» About this task
In the data below, find the line that contains "Point out every instance of the diagonal" and the line that contains "x=800, y=289". Copy both, plus every line between them, exactly.

Image-grounded pointing data
*** Block opens ***
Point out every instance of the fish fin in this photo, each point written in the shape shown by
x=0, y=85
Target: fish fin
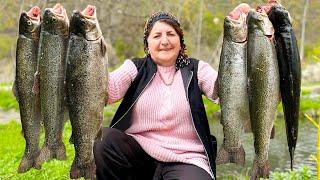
x=273, y=132
x=258, y=171
x=99, y=135
x=215, y=95
x=231, y=155
x=15, y=91
x=36, y=85
x=103, y=47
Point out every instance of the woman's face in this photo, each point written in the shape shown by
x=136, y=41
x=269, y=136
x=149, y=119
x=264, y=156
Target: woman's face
x=163, y=44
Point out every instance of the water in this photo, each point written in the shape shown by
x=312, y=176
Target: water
x=279, y=157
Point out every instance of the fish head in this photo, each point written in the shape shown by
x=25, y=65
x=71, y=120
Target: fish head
x=236, y=29
x=235, y=26
x=85, y=24
x=55, y=20
x=29, y=23
x=279, y=16
x=260, y=21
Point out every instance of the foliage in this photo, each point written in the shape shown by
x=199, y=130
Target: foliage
x=12, y=147
x=303, y=173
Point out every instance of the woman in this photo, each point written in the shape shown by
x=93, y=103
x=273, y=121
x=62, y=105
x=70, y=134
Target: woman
x=160, y=130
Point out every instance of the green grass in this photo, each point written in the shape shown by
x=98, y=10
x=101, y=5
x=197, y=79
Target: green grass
x=303, y=173
x=12, y=146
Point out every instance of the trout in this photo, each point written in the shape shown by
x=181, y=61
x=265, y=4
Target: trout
x=86, y=88
x=263, y=82
x=290, y=72
x=232, y=86
x=26, y=65
x=50, y=80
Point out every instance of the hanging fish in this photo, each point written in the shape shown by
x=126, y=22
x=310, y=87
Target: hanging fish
x=50, y=80
x=26, y=65
x=232, y=82
x=290, y=72
x=86, y=88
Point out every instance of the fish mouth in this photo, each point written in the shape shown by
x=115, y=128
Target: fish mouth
x=236, y=13
x=59, y=10
x=89, y=12
x=34, y=13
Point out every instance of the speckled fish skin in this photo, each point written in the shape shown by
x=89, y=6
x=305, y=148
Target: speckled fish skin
x=86, y=89
x=51, y=73
x=290, y=72
x=26, y=64
x=232, y=82
x=263, y=79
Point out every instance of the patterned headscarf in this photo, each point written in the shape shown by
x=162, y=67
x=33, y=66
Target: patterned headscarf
x=182, y=59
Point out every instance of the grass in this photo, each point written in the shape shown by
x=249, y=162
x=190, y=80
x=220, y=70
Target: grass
x=12, y=146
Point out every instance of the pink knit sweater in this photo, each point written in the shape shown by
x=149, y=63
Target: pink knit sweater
x=161, y=118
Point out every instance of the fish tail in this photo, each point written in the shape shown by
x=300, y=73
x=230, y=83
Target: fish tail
x=291, y=150
x=231, y=155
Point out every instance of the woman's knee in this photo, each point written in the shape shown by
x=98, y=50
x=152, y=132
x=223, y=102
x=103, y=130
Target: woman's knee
x=110, y=136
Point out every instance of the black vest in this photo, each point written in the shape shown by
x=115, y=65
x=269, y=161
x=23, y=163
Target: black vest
x=146, y=72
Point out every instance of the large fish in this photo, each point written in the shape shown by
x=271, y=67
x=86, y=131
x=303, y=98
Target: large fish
x=232, y=82
x=50, y=80
x=26, y=65
x=290, y=72
x=86, y=88
x=263, y=82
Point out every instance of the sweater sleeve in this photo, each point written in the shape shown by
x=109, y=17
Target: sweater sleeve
x=207, y=81
x=120, y=80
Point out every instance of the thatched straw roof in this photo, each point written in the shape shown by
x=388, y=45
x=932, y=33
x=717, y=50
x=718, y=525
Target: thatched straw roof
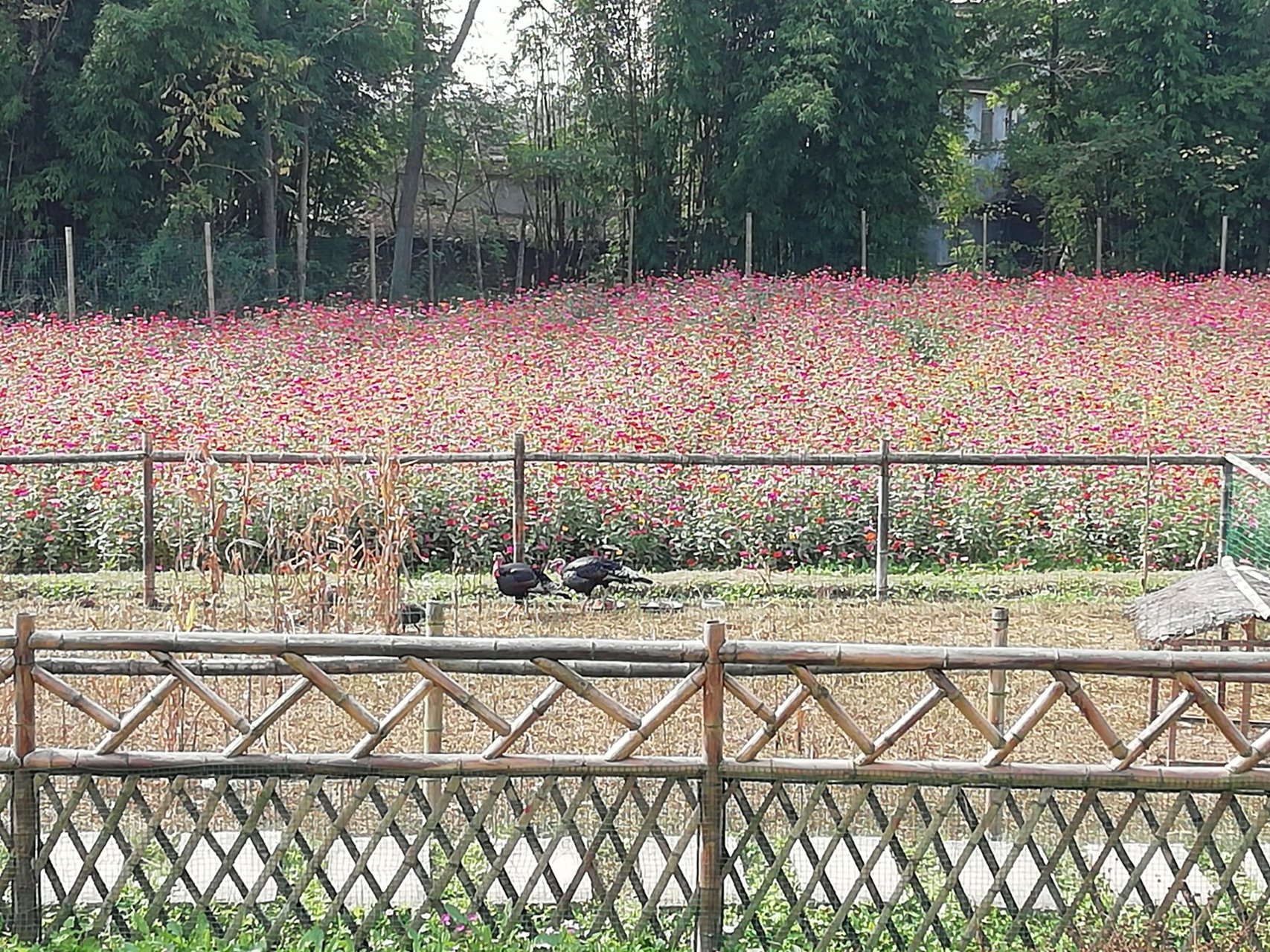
x=1205, y=601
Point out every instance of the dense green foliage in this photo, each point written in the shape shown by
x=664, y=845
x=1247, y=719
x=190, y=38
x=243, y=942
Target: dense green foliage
x=135, y=120
x=1155, y=117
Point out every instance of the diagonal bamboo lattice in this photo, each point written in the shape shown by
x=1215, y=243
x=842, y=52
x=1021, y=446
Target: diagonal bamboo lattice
x=729, y=844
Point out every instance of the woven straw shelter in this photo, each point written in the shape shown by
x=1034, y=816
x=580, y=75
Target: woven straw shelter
x=1217, y=608
x=1207, y=601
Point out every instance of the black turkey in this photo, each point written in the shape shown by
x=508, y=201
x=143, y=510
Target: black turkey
x=519, y=580
x=413, y=614
x=589, y=573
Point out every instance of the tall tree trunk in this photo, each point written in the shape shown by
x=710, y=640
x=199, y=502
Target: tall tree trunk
x=424, y=86
x=303, y=221
x=269, y=212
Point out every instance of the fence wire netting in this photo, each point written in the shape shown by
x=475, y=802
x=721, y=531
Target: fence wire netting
x=806, y=865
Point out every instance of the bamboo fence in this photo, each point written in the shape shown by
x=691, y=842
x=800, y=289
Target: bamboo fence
x=691, y=847
x=520, y=457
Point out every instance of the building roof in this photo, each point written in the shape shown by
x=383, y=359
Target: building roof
x=1205, y=601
*** Block closes ***
» Your solution
Point out every instance of the diagonal bamboo lattice in this photo, each point written in the shape shown by
x=1215, y=243
x=842, y=52
x=1021, y=446
Target: diagonal bamboo lattice
x=729, y=844
Point out every instance of the woven straw shelter in this photo, each point written in the shape shown by
x=1034, y=816
x=580, y=75
Target: woven straw shelter
x=1217, y=608
x=1207, y=601
Point out every instance of the black turkey in this photo, each point written in the shape shown by
x=508, y=201
x=143, y=510
Target: black turkey
x=519, y=580
x=413, y=614
x=589, y=573
Point out every instance of the tall tree trunk in this photo, each point written in the shape shown by
x=710, y=640
x=199, y=502
Target: tall tree trunk
x=424, y=86
x=303, y=221
x=269, y=212
Point out every instance of the fence wire netting in this photo, each point written in the shape shown by
x=475, y=802
x=721, y=531
Target: fence wire netting
x=806, y=865
Point out every instance of the bamboo fence in this photo, each point written in the shape shown by
x=691, y=842
x=800, y=289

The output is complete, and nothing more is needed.